EXERCISE PROMPT
Every record here should be printed again exactly.

[Dataset entries]
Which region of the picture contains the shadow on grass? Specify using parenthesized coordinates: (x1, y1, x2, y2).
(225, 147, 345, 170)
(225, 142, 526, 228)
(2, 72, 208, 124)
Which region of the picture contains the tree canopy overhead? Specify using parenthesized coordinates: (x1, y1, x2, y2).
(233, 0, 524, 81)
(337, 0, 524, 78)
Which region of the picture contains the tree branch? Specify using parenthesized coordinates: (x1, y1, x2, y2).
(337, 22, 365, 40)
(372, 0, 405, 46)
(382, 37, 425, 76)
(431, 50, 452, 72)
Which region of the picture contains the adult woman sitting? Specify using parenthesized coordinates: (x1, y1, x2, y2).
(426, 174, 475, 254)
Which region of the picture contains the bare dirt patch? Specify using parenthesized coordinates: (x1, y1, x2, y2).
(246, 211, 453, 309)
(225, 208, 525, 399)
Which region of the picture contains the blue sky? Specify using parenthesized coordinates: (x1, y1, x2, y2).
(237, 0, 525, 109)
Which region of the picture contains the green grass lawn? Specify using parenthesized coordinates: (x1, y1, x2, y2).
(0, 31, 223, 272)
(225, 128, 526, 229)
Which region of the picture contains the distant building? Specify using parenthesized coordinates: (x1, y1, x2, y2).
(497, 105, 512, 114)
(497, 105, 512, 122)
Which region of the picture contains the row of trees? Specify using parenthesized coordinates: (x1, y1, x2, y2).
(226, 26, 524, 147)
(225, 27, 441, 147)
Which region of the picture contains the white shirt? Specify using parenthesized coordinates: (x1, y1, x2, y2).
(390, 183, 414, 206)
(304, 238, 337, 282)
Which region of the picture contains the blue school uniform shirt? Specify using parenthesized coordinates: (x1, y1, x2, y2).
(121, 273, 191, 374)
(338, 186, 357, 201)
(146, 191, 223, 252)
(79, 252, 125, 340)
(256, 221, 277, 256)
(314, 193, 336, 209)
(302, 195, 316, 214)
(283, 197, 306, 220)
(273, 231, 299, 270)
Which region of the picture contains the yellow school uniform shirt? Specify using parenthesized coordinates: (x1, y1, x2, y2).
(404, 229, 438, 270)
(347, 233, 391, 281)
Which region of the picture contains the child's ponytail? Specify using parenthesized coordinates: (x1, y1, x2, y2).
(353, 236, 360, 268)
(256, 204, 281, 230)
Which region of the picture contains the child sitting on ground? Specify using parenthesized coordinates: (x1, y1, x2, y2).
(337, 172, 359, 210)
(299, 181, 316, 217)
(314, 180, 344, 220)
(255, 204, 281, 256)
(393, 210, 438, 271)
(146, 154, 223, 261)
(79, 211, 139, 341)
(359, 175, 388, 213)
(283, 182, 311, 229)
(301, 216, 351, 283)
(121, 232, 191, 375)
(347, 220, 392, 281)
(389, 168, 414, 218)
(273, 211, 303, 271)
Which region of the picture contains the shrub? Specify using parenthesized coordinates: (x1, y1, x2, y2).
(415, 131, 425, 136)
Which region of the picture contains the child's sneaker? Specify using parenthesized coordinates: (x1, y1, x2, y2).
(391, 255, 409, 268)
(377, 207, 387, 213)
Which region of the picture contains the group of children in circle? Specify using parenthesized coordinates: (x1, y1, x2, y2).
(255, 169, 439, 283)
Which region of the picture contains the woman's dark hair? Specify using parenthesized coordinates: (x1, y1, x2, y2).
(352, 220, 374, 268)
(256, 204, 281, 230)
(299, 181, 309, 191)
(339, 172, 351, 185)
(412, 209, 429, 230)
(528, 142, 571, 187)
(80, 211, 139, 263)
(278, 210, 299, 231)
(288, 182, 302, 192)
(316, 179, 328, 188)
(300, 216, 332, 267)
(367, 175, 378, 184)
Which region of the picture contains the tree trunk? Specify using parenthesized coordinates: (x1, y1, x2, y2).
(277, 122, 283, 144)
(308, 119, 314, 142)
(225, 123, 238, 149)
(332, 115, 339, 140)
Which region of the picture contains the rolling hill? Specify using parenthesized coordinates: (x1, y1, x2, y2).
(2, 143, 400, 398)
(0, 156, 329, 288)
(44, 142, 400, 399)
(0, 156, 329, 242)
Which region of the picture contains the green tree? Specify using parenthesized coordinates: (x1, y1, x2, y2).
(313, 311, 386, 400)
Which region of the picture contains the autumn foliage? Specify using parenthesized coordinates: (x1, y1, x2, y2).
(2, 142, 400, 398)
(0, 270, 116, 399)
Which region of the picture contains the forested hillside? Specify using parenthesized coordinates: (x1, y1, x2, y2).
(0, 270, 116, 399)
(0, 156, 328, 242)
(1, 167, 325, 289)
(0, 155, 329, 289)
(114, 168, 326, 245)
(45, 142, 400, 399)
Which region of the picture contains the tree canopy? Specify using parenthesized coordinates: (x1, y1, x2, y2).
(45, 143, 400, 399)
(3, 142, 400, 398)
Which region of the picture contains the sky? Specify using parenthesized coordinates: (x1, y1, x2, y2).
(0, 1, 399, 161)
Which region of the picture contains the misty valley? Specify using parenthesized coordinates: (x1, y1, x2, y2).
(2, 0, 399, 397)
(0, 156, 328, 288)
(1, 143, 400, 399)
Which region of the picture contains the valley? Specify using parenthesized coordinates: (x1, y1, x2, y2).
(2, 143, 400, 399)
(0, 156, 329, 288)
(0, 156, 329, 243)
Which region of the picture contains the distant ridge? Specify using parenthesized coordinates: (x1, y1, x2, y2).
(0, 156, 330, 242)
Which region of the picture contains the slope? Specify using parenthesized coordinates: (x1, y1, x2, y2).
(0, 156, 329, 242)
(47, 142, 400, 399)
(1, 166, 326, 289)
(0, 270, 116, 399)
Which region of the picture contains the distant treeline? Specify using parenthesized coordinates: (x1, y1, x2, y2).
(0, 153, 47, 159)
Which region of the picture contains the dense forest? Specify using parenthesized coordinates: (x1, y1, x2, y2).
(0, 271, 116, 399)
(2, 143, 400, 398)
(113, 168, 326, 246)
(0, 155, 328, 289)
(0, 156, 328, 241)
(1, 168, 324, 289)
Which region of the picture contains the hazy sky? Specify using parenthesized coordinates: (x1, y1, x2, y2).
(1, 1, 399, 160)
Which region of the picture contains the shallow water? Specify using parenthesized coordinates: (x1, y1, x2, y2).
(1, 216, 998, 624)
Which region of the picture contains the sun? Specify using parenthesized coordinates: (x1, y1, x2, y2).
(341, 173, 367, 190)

RESULT OF THE EXERCISE
Which region of the picture contains the shadow on grass? Specify using parenthesized coordinates: (x1, y1, x2, y2).
(225, 147, 345, 170)
(225, 142, 526, 228)
(2, 72, 208, 124)
Which region of the picture contains the tree canopy overhead? Specify using parenthesized coordinates: (x1, y1, x2, y2).
(233, 0, 524, 81)
(337, 0, 524, 78)
Which region of the picture contains the tree branch? Specify using parenthesized coordinates: (x1, y1, x2, y2).
(337, 22, 365, 40)
(372, 0, 405, 46)
(382, 37, 425, 76)
(431, 50, 452, 72)
Which region of the picture contains the adult woman sitting? Specify using parenthesized coordinates: (x1, y1, x2, y2).
(426, 174, 475, 254)
Which region of the picture contains the bare dirt patch? Specify using parenthesized coordinates: (x1, y1, x2, y2).
(246, 211, 453, 309)
(225, 208, 525, 399)
Which region of the picture contains the blue sky? Specify using parenthesized coordinates: (x1, y1, x2, y2).
(237, 0, 525, 109)
Which region of the picture contains the green grass lawn? Specify using parenthesized coordinates: (x1, y1, x2, y2).
(0, 31, 223, 272)
(225, 128, 526, 229)
Which region of the picture contains the distant building? Specify using parenthesized coordinates: (x1, y1, x2, y2).
(497, 105, 512, 114)
(497, 105, 512, 122)
Which region of the picture contains the row of trees? Specify using parenthesized coordinates: (x1, y1, x2, y2).
(226, 26, 524, 147)
(225, 27, 441, 147)
Which region of the picture contains the white shirt? Specify using parenthesized coordinates: (x1, y1, x2, y2).
(390, 183, 414, 206)
(304, 238, 337, 282)
Which region of the picture contains the blue school uniform shirt? Specify using parenthesized coordinates: (x1, y1, x2, y2).
(121, 273, 191, 374)
(338, 186, 357, 201)
(146, 191, 223, 252)
(79, 252, 125, 340)
(256, 221, 277, 256)
(314, 193, 336, 209)
(302, 195, 316, 214)
(283, 197, 306, 220)
(273, 231, 299, 270)
Which region of the picture contains the yellow school uniform shirt? Specify using parenthesized coordinates: (x1, y1, x2, y2).
(404, 229, 438, 270)
(347, 233, 391, 281)
Which region of the picture contains the child's ponytail? Specify using parenthesized coordinates: (x1, y1, x2, y2).
(353, 236, 360, 268)
(256, 204, 281, 230)
Which region of the picture contains the child sitting on ground? Specify using parenthesized coordinates: (x1, y1, x2, y2).
(337, 172, 359, 210)
(299, 181, 316, 217)
(314, 180, 344, 220)
(255, 204, 281, 256)
(393, 210, 438, 271)
(146, 154, 223, 261)
(79, 211, 139, 341)
(359, 175, 388, 213)
(283, 182, 311, 229)
(301, 216, 351, 283)
(121, 232, 191, 375)
(347, 220, 392, 281)
(389, 168, 414, 218)
(273, 211, 303, 271)
Which region of the picture contains the shrub? Specify using parenthesized coordinates: (x1, y1, x2, y2).
(415, 131, 425, 136)
Which region of the picture contains the child's sneaker? Specify using parenthesized coordinates: (x1, y1, x2, y2).
(391, 255, 409, 268)
(377, 207, 387, 213)
Which region of the picture contains the group of children in circle? Specify using parenthesized coordinates: (x1, y1, x2, y2).
(255, 169, 439, 283)
Which region of the picture contains the woman's dark hair? Specify using parenthesized coordinates: (x1, y1, x2, y2).
(352, 220, 374, 268)
(256, 204, 281, 230)
(299, 181, 309, 191)
(339, 172, 351, 185)
(412, 209, 429, 230)
(528, 142, 571, 187)
(80, 211, 139, 263)
(278, 210, 299, 231)
(288, 182, 302, 192)
(316, 179, 328, 188)
(300, 216, 332, 267)
(367, 175, 378, 184)
Which region of the picture contains the tree trunk? Specify using parenthesized coordinates: (x1, y1, x2, y2).
(277, 122, 283, 144)
(308, 119, 314, 142)
(225, 123, 238, 149)
(332, 115, 339, 140)
Which region of the picture contains the rolling hill? Specify using parenthesized coordinates: (x1, y1, x2, y2).
(2, 143, 400, 398)
(0, 156, 329, 288)
(44, 142, 400, 399)
(0, 156, 329, 242)
Which region of the picture contains the green tree? Specify using parenthesized coordinates: (x1, y1, x2, y2).
(313, 311, 386, 400)
Which region of the picture contains the autumn foliage? Specify using parenthesized coordinates: (x1, y1, x2, y2).
(2, 142, 400, 398)
(0, 270, 116, 399)
Which region of the picture contains the forested hillside? Specify using parenthesized coordinates: (x1, y1, x2, y2).
(0, 270, 116, 399)
(0, 156, 328, 242)
(1, 167, 325, 289)
(0, 155, 329, 289)
(114, 168, 326, 245)
(45, 142, 400, 399)
Which region of the picture contains the tree canopy? Specify using parenthesized coordinates: (x1, y1, x2, y2).
(45, 143, 400, 399)
(3, 142, 400, 398)
Which region of the picture contains the sky? Specify using parenthesized coordinates: (x1, y1, x2, y2).
(0, 1, 399, 161)
Which region of the picture contains the misty valley? Specify using parenthesized coordinates: (x1, y1, x2, y2).
(2, 0, 399, 397)
(0, 156, 328, 288)
(1, 143, 400, 399)
Which region of the picture contains the valley? Specify using parenthesized coordinates: (x1, y1, x2, y2).
(2, 143, 400, 399)
(0, 156, 329, 288)
(0, 156, 329, 243)
Which region of the picture contains the distant ridge? Specify using parenthesized coordinates: (x1, y1, x2, y2).
(0, 156, 330, 242)
Which region of the picture contains the slope? Specify using parenthesized coordinates: (x1, y1, x2, y2).
(0, 156, 329, 242)
(47, 142, 400, 399)
(1, 166, 326, 289)
(0, 270, 116, 399)
Which region of the picture contains the distant treeline? Specify using parenthesized coordinates: (x1, y1, x2, y2).
(0, 153, 47, 159)
Which region of the picture contains the dense forest? Specify using parenthesized coordinates: (x1, y1, x2, y2).
(0, 271, 116, 399)
(2, 143, 400, 398)
(113, 168, 326, 246)
(0, 155, 328, 289)
(0, 156, 328, 241)
(1, 168, 324, 289)
Which region of the picture contains the hazy sky? Specify using parenthesized coordinates: (x1, y1, x2, y2).
(1, 1, 399, 160)
Which region of the picture contains the shallow water? Specify using parenthesized coordinates: (x1, y1, x2, y2).
(1, 216, 998, 624)
Which region of the picture contains the sun? Specify using parenthesized coordinates: (x1, y1, x2, y2).
(341, 173, 367, 190)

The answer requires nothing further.